Goal
Reproduce the material from the line containing "Would you please tag the green grass" through the end, substituting "clay roof" for "slate roof" and leaving everything else as it stands.
****************
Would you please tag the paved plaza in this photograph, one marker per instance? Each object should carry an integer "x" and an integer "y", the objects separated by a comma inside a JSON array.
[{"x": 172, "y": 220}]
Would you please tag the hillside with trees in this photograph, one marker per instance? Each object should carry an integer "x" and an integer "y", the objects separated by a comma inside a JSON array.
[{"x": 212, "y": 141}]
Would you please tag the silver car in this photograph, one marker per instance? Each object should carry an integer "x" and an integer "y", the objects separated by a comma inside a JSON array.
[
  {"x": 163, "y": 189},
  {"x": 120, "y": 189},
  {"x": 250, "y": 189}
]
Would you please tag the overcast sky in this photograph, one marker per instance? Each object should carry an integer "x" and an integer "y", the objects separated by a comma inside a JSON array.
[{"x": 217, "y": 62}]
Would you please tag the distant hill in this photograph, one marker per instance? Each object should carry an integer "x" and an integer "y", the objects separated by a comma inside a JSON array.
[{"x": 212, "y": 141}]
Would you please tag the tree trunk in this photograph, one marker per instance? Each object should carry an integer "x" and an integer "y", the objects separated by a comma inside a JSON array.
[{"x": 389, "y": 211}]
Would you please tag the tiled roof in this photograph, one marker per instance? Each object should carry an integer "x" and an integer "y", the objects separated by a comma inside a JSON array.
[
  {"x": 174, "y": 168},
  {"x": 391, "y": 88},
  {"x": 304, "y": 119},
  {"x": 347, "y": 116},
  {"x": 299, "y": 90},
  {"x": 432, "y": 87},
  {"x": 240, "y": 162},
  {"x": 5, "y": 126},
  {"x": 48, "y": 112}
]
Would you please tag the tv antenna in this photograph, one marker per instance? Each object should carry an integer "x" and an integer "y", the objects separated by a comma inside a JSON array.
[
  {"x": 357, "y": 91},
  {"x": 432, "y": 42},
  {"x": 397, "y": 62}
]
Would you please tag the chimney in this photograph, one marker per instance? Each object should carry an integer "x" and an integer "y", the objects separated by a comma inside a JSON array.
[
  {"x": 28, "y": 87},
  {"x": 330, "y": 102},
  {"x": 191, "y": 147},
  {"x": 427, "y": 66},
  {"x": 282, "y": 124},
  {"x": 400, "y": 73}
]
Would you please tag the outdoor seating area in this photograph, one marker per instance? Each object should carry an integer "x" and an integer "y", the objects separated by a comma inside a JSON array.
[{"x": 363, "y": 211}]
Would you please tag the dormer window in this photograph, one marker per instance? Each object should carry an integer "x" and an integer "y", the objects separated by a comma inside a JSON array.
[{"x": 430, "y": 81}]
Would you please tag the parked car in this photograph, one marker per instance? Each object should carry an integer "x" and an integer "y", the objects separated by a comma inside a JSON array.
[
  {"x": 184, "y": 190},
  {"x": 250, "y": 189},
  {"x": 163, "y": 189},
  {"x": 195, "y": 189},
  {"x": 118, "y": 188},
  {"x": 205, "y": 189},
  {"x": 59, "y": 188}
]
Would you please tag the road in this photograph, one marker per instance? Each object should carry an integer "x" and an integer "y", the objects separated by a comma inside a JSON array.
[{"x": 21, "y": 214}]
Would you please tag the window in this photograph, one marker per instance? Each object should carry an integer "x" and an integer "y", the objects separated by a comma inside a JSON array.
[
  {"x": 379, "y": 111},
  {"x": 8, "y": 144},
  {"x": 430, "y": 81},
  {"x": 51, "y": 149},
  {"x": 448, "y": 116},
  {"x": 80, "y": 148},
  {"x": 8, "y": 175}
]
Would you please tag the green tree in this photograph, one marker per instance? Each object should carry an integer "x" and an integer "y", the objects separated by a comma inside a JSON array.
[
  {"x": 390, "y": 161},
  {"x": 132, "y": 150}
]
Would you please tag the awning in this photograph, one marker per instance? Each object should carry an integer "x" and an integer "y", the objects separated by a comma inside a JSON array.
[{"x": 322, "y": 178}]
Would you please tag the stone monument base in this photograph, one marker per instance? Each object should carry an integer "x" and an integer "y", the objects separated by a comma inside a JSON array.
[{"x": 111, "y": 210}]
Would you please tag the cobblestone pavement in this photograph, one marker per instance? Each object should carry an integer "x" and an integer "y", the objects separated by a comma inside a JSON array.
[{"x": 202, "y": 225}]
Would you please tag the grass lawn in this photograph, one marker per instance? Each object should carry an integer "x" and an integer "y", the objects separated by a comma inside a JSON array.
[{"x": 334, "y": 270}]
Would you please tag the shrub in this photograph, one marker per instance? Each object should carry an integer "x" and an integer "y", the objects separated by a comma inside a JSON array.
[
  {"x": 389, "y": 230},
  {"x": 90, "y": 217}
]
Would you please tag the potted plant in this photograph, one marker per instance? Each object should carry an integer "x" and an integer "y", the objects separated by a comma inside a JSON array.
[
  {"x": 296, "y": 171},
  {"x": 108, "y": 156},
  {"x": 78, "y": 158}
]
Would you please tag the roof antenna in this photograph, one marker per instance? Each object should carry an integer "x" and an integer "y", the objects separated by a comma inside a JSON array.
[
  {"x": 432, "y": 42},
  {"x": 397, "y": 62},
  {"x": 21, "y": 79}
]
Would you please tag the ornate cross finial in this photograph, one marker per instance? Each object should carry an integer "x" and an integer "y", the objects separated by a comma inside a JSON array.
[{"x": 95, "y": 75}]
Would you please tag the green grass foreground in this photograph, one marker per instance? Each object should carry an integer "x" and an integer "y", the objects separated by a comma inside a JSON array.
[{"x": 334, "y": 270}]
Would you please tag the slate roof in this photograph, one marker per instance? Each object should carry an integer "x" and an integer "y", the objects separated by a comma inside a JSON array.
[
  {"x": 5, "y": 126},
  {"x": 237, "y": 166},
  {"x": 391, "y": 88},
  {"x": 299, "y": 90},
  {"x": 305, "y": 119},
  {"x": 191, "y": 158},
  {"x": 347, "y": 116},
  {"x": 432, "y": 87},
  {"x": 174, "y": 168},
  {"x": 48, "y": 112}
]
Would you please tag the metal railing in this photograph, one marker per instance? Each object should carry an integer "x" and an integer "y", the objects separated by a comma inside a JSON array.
****************
The solution
Would you please tag the green grass foreground in this photograph, one marker per instance? Each object should carry an integer "x" and an integer "y", the objects separated by a comma inside a JSON array.
[{"x": 334, "y": 270}]
Would you please tag the clay roof in this photograph, one marker per instance? Each object should carry an integer "x" and an integer "y", the objects separated by a comma inside a JSON array.
[
  {"x": 5, "y": 126},
  {"x": 237, "y": 166},
  {"x": 391, "y": 88},
  {"x": 299, "y": 90},
  {"x": 305, "y": 119},
  {"x": 191, "y": 158},
  {"x": 347, "y": 116},
  {"x": 432, "y": 87},
  {"x": 174, "y": 168},
  {"x": 48, "y": 112}
]
Would you please tag the metal railing in this photograph, one marker per instance? Each object should carry an integer "x" and an integer "y", the objects separated by a comma inside a JSON array.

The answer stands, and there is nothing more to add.